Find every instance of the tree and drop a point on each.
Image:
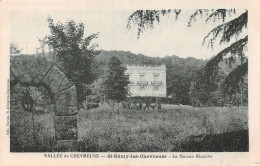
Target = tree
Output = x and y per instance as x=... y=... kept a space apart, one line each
x=14 y=49
x=74 y=53
x=224 y=32
x=116 y=82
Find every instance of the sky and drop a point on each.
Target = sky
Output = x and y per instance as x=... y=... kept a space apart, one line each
x=170 y=37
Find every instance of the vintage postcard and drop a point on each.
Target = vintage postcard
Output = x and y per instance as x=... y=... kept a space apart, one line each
x=130 y=82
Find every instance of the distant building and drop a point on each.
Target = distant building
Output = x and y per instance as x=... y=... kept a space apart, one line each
x=147 y=80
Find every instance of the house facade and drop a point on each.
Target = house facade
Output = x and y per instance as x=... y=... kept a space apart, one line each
x=147 y=80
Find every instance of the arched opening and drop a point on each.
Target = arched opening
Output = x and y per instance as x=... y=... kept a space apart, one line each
x=36 y=71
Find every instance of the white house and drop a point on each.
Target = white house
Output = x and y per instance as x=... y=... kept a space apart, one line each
x=147 y=80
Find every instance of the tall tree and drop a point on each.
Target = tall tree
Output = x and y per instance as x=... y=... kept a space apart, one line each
x=14 y=49
x=224 y=33
x=74 y=52
x=116 y=82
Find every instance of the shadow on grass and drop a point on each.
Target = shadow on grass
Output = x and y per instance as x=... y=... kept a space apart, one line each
x=236 y=141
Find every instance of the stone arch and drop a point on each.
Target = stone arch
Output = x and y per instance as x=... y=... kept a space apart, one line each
x=39 y=71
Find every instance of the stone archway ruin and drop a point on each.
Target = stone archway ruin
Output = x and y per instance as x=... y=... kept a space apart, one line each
x=39 y=71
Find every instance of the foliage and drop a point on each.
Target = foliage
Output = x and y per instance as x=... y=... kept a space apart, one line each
x=179 y=74
x=14 y=49
x=212 y=79
x=116 y=82
x=74 y=53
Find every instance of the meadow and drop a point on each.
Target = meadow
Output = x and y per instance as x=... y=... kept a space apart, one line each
x=173 y=128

□ □ □ □ □

**Given task:** Any pictures should be dropped; transcribe the rest of the records above exactly.

**Result for this task:**
Find every instance of the tree and drop a point on each.
Image:
Target = tree
Output = x and y per instance as x=... y=... kept a space apart, one line each
x=14 y=49
x=74 y=53
x=224 y=32
x=116 y=82
Find every instance of the sky and drop a point on each.
Target = sky
Output = x and y per instance as x=... y=... kept a space apart, one line each
x=170 y=37
Find every instance of the vintage postcard and drop a point on each.
Target = vintage postcard
Output = x and y per instance as x=... y=... kept a space apart, one line each
x=130 y=82
Find every instance of the distant building and drop a point on each.
Target = distant building
Output = x and y per instance as x=... y=... kept a space apart, one line each
x=147 y=80
Find every instance of the house facade and drop a point on each.
Target = house facade
Output = x and y per instance as x=... y=... kept a space apart, one line each
x=147 y=80
Find every instance of the arched opening and drop a point on each.
Target = arched opening
Output = x and y per instance as x=... y=... kept a space apart, one line each
x=36 y=71
Find every instance of the white house and drop a point on each.
Target = white house
Output = x and y per instance as x=... y=... kept a space apart, one line each
x=147 y=80
Find every instance of the tall tree and drop a point on each.
Target = tall tree
Output = x and y per instance as x=... y=... kept a space apart, one line each
x=14 y=49
x=224 y=33
x=74 y=52
x=116 y=82
Find every instance of the shadow on grass and drop a point on each.
Target = shadow on grass
Output = x and y per instance as x=... y=... kept a space apart, one line each
x=236 y=141
Find every instance of the stone arch and drop a point on each.
Target = stone arch
Output = x and y per instance as x=... y=... kept a space apart, one line each
x=39 y=71
Find every instance of the stone archway ruin and drop a point on each.
Target = stone archway ruin
Output = x and y per instance as x=... y=... kept a space apart, one line each
x=39 y=71
Find every instance of the foliage and drop a point on each.
Target = foliage
Output = x and y per instance as x=... y=... kept a space apart, one line each
x=179 y=74
x=14 y=49
x=212 y=79
x=116 y=82
x=74 y=53
Find every instance of the meadow and drop a point on each.
Target = meadow
Output = x and y per instance as x=... y=... kept a space apart, one line each
x=173 y=128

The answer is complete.